* **Te doen**
A - Geef bij elke bewering aan of die klopt met de tekst over dansmuziek en orthodoxie. Antwoord met ja of nee en citeer de woorden uit de tekst die de doorslag geven.
(i) Laser 3.14 kaartte het probleem van orthodoxie aan in verband met graffiti.
(ii) Er is een goede reden voor dertigers om defensief in de underdogpositie te kruipen als het om dansmuziek gaat.
(iii) Een cultuur van continu open herdefiniëren lijkt goed mogelijk.
B - Schrijf de tekst over dansmuziek en orthodoxie verder, te beginnen na de laatste zin.

* **Getoonde tekst**
"""

En, dat knaagt ook tijdens lezing, wat Laser 3.14 ook laatst aankaartte in verband met graffiti: het probleem van orthodoxie. Savage laat heel mooi zien hoe snel dat proces van regeltjes maken opkomt vanuit een cultuur zelf, de definities van binnen en buiten. Een cultuur van een continu proces van open herdefiniëren, steeds weer opzoeken van mogelijkheden lijkt onmogelijk te zijn…er moet een soort sluitingsproces plaatsvinden.
En dan natuurlijk die gedachte doorzettend: hoe zit dat met house? Zijn we de nieuwe orthodoxie geworden? En gaan we daar wel eerlijk mee om? Ik denk dat het Martijn Grooten was die scherp opmerkte dat er geen enkele reden is voor dertigers om defensief in de underdogpositie te kruipen als het om de positie van dansmuziek gaat. Zeker ook gezien de claims, en ik ben daar zelf ook niet vies van, dat “we gewonnen hebben” en “house is popmuziek” triomfalisme. Daar wringt ook denk ik de schoen wat betreft het rockisme/popisme debat, een frustratie over het onvermogen om ook de kritische taal om te zetten naar een primaat van dansmuziek. We willen alles, heersen en, ergens diep binnen in, ook als een dictator overheersen (een Jaar Nul instellen)

"""

* **Gegevensregels**
"""

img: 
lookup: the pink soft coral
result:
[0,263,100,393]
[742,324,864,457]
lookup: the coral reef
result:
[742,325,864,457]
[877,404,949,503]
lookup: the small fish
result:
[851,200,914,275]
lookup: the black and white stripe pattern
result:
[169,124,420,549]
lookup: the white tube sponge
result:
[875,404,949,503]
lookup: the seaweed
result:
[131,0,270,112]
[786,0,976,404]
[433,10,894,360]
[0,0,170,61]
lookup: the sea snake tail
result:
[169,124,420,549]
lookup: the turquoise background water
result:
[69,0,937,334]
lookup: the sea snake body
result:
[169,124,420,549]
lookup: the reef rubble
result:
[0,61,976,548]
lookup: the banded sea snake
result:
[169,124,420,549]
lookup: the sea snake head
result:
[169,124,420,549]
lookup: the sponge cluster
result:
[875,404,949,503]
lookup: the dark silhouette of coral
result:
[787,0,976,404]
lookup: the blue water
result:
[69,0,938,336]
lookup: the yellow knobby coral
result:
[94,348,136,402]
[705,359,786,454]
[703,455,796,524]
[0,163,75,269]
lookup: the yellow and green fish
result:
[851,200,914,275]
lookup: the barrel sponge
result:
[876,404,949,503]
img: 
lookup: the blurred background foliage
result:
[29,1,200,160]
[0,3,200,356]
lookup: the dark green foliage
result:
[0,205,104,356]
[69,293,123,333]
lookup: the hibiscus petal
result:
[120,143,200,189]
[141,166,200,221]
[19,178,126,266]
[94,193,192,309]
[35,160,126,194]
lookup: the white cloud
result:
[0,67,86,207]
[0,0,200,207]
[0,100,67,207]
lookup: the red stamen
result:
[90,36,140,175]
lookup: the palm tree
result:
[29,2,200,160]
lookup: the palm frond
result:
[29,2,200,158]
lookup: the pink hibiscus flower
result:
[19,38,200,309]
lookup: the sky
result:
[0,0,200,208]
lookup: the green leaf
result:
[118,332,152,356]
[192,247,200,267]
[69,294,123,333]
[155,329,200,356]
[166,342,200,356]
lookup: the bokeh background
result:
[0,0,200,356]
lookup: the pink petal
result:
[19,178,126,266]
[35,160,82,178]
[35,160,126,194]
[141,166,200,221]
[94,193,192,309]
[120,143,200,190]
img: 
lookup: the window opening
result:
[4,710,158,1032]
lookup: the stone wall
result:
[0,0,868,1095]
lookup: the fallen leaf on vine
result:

"""

* **Antwoorden**
A -
(i) Ja: "wat Laser 3.14 ook laatst aankaartte in verband met graffiti: het probleem van orthodoxie"
(ii) Nee: "dat er geen enkele reden is voor dertigers om defensief in de underdogpositie te kruipen als het om de positie van dansmuziek gaat"
(iii) Nee: "Een cultuur van een continu proces van open herdefiniëren, steeds weer opzoeken van mogelijkheden lijkt onmogelijk te zijn"

B -
…persoonlijk ben ik er altijd eerlijk over geweest dat in de periode 89-92 de hele muziekmedia mee gesleurd had moeten worden in house*, alleen het discursieve was men in house niet zo sterk/geïnteresseerd in. Een paar jaar later was het te laat en werd in Engeland Britpop ingezet als tegenwicht en house volgens rockistische principes geschapen (Underworld, Chemicals, etc.) Aan de andere kant, misschien is het goed geweest om een “onbegrepen”, en uiteindelijk ongrijpbaar bestaan te hebben geleid.
* bedacht later: popmuziek in De Volkskrant onder leiding van Gert van Veen (een groot gedeelte van de jaren negentig), hoe verfrissend was dat als Jaar Nul kweekvijver. Zo vanzelfsprekend, dat ik het straal vergeten was. Hoe modern werd de krant er ook meteen door. Week in/week uit houseplaten en dan moest rock wel heel goed zijn om besproken te mogen worden. Dat is helaas terug gedraaid onder zijn opvolger, de Koning der Lekker Hoekige Gitaren.)